The task: Look at each line of the records and count those with "kitchen" in them. Please answer with the count alone.

Dataset content:
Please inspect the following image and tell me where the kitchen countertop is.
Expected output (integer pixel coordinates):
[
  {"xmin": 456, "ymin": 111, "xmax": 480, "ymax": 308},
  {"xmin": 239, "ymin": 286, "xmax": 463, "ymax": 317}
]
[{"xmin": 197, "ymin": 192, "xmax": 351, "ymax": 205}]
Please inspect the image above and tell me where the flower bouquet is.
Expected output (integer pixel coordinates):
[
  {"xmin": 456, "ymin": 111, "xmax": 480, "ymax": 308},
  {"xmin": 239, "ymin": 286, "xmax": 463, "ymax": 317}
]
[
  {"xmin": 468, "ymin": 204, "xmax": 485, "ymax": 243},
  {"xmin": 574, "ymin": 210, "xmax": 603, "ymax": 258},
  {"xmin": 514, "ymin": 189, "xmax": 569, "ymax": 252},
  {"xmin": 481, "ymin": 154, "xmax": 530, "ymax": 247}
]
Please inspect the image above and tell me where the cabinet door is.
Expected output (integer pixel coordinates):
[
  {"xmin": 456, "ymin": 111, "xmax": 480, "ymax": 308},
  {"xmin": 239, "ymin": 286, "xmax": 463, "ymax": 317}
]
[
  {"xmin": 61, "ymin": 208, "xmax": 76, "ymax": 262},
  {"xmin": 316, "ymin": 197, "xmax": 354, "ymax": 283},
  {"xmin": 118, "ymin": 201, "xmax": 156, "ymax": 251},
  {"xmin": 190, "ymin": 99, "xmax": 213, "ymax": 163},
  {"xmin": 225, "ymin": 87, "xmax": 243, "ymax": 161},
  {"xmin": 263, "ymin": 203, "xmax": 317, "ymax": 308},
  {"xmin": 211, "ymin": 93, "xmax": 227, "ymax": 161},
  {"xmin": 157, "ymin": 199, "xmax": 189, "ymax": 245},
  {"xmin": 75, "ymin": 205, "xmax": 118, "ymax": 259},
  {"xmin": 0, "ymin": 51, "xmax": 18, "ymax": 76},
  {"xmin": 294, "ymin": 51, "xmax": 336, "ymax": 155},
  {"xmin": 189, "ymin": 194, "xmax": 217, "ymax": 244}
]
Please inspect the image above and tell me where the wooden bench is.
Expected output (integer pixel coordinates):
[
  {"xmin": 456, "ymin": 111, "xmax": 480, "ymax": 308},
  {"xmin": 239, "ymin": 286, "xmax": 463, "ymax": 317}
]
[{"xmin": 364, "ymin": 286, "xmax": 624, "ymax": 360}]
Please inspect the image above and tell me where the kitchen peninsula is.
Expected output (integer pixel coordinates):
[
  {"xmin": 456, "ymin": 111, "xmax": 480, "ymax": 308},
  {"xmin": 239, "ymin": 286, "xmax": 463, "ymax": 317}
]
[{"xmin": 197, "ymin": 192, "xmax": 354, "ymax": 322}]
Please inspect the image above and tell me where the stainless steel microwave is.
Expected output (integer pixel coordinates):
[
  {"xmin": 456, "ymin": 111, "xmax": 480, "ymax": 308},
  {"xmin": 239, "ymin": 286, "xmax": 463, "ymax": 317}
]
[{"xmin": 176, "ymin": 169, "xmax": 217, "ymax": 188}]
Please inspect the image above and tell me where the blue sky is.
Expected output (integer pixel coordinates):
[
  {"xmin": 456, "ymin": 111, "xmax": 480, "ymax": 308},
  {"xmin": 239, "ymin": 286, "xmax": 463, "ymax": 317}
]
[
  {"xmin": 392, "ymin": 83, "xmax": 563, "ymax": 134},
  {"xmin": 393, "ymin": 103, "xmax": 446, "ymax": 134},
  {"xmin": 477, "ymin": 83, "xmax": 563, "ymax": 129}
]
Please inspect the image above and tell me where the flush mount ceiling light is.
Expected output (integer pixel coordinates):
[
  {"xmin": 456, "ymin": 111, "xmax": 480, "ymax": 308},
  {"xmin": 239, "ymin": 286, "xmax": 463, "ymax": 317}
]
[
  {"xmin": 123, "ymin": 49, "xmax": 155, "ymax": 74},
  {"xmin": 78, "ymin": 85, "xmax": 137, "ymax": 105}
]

Exercise result: 2